PROVIDED PASSAGE:

#####

Friday, July 01, 2005
Ok after yesterday's therapy session I wasnt really up to posting on my blog, so I am updating now.
Well lets just say Wendy is not on my christmas list at the moment..lol. She's a bully, and knows how to get stuff out of me. :-(
Yesterday we went over breathing techniques..whoppee doo I thought. But believe it or not I was amazed at how much I hadnt been breathing properly. This only came about cos everytime something was mentioned that I didnt like Wendy gave me "permission" to breathe..lol. Didnt realise how much I was holding my breath in. I'm still not happy with the start of therapy because if this session was hard then what the heck are the ones further on going to be like. Anyway we went over the "game plan" so to speak, and we have to do it like a jigsaw - fill in the outside edges before we tackle the inside bits. So I have to learn how to look after myself before we do anything.
I also learnt that I had been abusing myself without realising it. Because when I self harm the marks can be seen I have found another way of self harming, a way that no-one can see. And that is by not eating properly and not drinking correctly either. How the hell did Wendy figure this out I have absolutely no idea but she managed to get it out of me. I had to admit to her that I had only been having a yogurt or cereal for breakfast and then not eating till teatime, and then only picking at my meal. And the drinking I wasnt doing was doing me a lot of harm - especially in the last couple of weeks where it has been so hot. I havent been putting the fluids back in. I have been lucky if I have been drinking 3 cups of tea a day..:-(
We also agreed that where I had been having therapy with Eddie all those years ago, I hadnt actually prepared myself mentally and physically to tackle my issues. And because I couldnt handle it I just collapsed under the pressure and retreated into my little world where no-one could hurt me. And unfortunately I was unable to keep the barriers up anymore and I was getting hurt more and more, and I couldnt control the situations I was in so I just broke down again and got worse mentally. Hence the reason we need to build up the coping mechanisms before we tackle any major issues that we are going to be addressing.
So my goals for the next week are to drink at least 2ltrs of water a day and to practice my breathing 4 or 5 times a day. And I also had to promise not to harm myself this week.
Well so far I havent harmed myself - I have had cereal for breakfast, a couple of tomatoes for lunch with cherries, and a small piece of lasagna for dinner. Its a start, not a big one but definately a start. I havent managed to keep to my goal of drinking water or breathing. I shall try and make a better effort tomorrow.
So now we are on the long road of therapy, for approximately 12 mths...shorter if I make good progress.

#####

Excerpts from a dataset:
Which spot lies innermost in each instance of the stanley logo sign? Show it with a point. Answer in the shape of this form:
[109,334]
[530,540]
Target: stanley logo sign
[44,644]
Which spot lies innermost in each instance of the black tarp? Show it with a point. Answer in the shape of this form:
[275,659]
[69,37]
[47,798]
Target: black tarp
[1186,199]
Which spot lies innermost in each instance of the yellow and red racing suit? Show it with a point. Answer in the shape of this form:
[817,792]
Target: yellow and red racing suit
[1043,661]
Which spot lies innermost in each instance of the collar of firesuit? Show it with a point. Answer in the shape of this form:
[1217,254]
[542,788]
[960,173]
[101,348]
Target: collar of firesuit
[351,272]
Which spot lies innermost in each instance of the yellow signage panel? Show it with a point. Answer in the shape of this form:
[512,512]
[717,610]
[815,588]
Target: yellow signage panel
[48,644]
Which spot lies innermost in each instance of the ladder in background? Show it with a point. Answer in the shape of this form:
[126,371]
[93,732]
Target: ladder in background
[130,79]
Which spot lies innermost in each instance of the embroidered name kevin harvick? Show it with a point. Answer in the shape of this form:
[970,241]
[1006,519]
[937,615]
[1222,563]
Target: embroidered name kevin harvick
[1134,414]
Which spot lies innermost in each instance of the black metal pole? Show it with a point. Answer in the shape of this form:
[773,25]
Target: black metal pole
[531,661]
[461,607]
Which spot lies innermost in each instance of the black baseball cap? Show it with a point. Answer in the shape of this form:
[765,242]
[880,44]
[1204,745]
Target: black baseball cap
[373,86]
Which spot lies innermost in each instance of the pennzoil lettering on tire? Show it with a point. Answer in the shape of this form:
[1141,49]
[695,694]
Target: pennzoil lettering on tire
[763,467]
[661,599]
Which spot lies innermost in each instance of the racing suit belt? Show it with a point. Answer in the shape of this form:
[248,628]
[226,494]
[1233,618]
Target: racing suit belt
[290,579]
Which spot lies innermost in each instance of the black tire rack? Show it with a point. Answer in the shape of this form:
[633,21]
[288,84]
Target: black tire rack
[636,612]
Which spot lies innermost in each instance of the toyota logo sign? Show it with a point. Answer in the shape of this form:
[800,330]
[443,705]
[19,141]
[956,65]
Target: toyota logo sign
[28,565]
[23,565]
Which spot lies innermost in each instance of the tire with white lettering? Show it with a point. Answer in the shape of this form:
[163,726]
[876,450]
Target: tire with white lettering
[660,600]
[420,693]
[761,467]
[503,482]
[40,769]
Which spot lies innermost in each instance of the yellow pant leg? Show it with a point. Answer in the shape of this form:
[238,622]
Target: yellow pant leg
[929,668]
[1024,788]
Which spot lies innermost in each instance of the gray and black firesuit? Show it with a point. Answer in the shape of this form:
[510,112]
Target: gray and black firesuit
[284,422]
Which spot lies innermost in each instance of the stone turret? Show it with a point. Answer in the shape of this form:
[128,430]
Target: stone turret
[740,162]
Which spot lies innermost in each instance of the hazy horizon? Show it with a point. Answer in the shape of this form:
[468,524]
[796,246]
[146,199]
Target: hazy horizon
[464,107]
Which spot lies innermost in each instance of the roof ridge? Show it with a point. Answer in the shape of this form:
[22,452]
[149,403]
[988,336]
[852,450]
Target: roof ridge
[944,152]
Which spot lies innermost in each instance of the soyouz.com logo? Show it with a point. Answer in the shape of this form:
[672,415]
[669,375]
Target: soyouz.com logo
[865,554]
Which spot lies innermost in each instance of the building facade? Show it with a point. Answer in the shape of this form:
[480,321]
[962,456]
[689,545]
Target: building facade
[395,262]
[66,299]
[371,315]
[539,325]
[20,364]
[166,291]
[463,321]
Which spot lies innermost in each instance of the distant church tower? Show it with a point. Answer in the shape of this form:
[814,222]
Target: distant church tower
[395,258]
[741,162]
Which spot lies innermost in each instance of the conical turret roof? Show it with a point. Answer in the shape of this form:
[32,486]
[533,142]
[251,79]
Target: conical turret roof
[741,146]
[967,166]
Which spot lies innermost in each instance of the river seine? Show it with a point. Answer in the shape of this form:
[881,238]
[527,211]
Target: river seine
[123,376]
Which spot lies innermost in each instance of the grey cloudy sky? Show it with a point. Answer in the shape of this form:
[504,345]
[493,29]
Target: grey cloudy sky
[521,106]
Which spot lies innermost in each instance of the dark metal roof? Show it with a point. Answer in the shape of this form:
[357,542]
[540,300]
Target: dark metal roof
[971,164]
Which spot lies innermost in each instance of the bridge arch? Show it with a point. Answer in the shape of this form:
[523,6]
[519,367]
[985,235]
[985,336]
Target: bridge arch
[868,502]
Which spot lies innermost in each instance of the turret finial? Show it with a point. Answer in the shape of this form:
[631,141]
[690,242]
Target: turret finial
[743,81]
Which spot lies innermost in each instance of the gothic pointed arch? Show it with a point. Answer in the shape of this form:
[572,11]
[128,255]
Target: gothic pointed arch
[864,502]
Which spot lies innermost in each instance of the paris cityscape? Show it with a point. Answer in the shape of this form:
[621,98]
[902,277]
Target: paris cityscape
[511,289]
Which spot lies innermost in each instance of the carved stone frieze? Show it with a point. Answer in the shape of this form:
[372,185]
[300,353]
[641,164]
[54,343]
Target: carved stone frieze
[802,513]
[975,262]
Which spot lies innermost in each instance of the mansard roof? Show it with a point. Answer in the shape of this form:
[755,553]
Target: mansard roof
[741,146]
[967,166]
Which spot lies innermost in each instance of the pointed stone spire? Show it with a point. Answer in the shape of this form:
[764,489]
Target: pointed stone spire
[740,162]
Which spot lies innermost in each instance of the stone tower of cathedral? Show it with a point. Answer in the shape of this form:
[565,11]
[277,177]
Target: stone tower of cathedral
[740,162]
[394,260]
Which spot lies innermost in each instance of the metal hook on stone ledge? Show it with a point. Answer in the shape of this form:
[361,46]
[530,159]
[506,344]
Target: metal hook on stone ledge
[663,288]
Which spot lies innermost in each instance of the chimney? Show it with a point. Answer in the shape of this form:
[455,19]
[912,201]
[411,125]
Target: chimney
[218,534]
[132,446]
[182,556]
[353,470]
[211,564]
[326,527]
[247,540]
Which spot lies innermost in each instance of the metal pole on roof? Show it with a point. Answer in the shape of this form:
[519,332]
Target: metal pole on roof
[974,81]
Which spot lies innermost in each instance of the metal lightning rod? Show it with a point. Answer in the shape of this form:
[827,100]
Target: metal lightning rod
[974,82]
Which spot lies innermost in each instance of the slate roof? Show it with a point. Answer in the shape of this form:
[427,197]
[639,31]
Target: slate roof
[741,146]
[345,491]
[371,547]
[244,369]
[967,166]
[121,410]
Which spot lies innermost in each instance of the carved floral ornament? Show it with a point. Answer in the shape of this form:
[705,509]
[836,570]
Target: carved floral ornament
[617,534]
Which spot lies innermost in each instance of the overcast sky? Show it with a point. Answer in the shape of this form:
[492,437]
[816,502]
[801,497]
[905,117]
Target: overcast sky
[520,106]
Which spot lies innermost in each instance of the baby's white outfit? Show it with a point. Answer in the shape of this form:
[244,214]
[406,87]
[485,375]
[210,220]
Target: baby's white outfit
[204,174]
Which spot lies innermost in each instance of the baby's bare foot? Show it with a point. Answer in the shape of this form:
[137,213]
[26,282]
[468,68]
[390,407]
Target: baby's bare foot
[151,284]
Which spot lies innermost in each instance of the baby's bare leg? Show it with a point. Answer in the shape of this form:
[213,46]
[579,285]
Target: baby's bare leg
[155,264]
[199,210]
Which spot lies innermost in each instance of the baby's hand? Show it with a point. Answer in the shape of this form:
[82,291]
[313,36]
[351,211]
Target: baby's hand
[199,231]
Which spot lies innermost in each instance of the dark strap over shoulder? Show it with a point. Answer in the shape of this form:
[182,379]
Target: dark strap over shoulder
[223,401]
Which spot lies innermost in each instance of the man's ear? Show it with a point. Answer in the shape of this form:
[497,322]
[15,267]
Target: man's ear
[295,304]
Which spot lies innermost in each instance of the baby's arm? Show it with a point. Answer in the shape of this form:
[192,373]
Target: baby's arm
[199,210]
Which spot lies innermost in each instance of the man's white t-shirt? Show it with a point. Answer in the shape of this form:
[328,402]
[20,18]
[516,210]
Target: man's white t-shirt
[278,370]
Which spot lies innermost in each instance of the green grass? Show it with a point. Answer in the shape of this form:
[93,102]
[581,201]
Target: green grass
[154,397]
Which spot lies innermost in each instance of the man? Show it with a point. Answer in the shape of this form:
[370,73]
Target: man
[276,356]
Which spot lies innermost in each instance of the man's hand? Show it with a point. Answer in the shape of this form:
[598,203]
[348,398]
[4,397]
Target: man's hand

#####

DIRECTIONS:
[1] Set down the part of the blog post that runs from "Well so far" down to "better effort tomorrow.", word for word.
[2] Say whether each statement agrees with the blog post, answering yes or no and quoting the words that decide it: (a) The therapy is expected to last about 12 months. (b) The writer has kept to the goal of drinking water. (c) The plan is to fill in the outside edges before the inside bits.

EXPECTED RESULTS:
[1]
Well so far I havent harmed myself - I have had cereal for breakfast, a couple of tomatoes for lunch with cherries, and a small piece of lasagna for dinner. Its a start, not a big one but definately a start. I havent managed to keep to my goal of drinking water or breathing. I shall try and make a better effort tomorrow.

[2]
(a) Yes: "for approximately 12 mths...shorter if I make good progress."
(b) No: "I havent managed to keep to my goal of drinking water or breathing."
(c) Yes: "fill in the outside edges before we tackle the inside bits."